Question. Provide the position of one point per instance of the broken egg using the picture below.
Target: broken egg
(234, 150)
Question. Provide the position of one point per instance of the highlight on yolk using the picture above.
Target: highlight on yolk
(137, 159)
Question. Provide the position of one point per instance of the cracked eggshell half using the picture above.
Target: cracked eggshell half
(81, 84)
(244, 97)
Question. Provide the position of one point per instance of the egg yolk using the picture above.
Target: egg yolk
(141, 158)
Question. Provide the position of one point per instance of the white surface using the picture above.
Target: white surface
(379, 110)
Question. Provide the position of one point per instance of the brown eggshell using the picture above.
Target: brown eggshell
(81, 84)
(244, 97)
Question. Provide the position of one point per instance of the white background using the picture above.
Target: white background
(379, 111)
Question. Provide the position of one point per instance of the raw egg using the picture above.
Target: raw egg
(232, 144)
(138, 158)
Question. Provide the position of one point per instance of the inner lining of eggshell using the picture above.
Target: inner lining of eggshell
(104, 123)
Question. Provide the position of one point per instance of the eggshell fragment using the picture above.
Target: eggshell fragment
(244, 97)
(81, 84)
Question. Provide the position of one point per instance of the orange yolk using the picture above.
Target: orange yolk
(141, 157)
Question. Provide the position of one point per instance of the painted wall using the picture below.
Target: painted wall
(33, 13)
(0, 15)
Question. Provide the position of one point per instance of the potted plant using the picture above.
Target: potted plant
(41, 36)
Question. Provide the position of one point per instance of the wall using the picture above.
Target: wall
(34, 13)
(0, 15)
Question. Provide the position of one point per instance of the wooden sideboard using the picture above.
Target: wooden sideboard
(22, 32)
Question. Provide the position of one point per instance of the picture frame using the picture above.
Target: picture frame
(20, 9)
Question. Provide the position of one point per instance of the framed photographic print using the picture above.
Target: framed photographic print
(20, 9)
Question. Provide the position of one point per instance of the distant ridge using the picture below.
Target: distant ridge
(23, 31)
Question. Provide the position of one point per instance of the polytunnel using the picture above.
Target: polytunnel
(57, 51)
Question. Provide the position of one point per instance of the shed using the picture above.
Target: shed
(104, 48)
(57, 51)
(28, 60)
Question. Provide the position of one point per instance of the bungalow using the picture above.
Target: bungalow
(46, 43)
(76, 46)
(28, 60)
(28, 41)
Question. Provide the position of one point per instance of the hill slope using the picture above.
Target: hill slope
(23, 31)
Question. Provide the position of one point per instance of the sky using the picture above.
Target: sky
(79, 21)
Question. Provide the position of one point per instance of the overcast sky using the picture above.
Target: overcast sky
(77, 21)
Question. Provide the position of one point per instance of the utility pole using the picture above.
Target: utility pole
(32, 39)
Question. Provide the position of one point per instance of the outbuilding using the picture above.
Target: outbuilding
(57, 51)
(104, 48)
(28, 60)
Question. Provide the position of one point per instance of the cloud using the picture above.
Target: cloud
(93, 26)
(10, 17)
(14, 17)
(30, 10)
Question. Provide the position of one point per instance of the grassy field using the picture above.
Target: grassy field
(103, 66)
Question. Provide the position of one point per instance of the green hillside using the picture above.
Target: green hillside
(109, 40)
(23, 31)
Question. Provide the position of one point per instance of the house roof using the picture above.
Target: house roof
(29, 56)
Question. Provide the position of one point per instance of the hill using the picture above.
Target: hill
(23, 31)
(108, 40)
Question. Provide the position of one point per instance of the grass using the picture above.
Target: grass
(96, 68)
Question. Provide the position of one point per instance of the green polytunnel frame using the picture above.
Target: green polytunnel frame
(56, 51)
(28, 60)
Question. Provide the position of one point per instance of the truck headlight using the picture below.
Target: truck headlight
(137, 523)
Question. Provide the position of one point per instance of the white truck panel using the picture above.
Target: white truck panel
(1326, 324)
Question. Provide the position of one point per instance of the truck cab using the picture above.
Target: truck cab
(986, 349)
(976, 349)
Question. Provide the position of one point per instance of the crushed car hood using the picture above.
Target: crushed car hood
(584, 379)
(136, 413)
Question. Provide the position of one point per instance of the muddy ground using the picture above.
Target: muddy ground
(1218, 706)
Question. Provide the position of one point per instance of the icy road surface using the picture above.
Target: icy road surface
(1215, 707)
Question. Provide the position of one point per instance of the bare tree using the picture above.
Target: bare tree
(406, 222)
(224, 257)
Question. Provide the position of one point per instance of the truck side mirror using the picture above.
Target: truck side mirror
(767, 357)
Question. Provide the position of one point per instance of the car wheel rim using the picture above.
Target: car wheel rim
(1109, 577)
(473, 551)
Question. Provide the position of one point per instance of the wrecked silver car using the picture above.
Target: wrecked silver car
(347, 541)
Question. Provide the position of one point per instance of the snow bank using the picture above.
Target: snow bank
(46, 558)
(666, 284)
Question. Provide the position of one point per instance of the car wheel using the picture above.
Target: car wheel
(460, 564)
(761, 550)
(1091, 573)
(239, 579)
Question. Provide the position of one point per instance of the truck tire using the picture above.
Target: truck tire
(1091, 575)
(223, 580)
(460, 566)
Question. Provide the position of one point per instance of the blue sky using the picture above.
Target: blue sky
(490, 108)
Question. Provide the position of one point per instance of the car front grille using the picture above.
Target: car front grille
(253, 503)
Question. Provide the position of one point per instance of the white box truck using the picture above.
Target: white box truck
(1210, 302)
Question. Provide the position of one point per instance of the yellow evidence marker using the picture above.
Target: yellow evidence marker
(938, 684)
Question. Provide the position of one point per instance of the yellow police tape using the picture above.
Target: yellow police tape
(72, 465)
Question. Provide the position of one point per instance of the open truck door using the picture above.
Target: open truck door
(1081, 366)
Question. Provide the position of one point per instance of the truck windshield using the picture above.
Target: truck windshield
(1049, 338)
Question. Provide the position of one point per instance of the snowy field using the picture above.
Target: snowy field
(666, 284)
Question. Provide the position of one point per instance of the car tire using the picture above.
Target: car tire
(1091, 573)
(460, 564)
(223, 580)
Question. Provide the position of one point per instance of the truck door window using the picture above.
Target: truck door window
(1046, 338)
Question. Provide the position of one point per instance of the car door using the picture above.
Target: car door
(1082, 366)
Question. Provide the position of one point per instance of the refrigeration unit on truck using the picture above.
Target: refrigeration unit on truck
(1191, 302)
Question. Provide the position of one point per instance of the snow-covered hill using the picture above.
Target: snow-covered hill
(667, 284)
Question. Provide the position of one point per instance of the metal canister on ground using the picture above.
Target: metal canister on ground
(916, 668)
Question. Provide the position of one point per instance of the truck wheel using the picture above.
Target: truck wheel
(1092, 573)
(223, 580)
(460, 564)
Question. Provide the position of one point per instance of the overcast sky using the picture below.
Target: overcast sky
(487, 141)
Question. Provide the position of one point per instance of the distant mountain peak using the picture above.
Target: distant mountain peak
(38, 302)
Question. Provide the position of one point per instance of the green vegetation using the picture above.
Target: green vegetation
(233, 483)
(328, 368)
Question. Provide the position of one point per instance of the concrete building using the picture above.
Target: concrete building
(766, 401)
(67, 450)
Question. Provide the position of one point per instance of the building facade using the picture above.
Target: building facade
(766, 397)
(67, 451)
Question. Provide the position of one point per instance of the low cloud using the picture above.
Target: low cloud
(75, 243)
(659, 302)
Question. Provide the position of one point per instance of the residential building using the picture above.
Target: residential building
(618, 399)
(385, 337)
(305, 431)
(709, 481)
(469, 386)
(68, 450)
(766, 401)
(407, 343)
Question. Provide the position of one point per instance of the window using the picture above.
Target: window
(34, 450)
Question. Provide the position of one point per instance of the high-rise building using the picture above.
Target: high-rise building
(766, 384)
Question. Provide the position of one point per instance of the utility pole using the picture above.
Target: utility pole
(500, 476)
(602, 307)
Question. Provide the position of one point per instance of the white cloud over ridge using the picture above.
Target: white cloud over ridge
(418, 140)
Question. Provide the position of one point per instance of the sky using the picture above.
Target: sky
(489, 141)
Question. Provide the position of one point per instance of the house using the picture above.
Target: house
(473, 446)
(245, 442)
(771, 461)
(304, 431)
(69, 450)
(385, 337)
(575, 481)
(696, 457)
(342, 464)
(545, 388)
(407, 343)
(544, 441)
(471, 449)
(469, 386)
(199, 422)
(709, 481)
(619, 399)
──────────
WHAT THE TASK ASKS —
Convert the data from the line containing "marker using the picture above." up to and including the line containing "(1081, 366)" into a Markdown table with the columns n and Line, giving each line its own row number and omitting blank lines.

SOLUTION FOR THIS PROBLEM —
| n | Line |
|---|---|
| 1 | Question. Provide the position of one point per instance of the yellow evidence marker using the picture above. |
| 2 | Target: yellow evidence marker |
| 3 | (938, 684) |
| 4 | Question. Provide the position of one point per instance of the yellow police tape using the picture above. |
| 5 | Target: yellow police tape |
| 6 | (72, 465) |
| 7 | Question. Provide the position of one point per instance of the open truck door using the picture above. |
| 8 | Target: open truck door |
| 9 | (1081, 366) |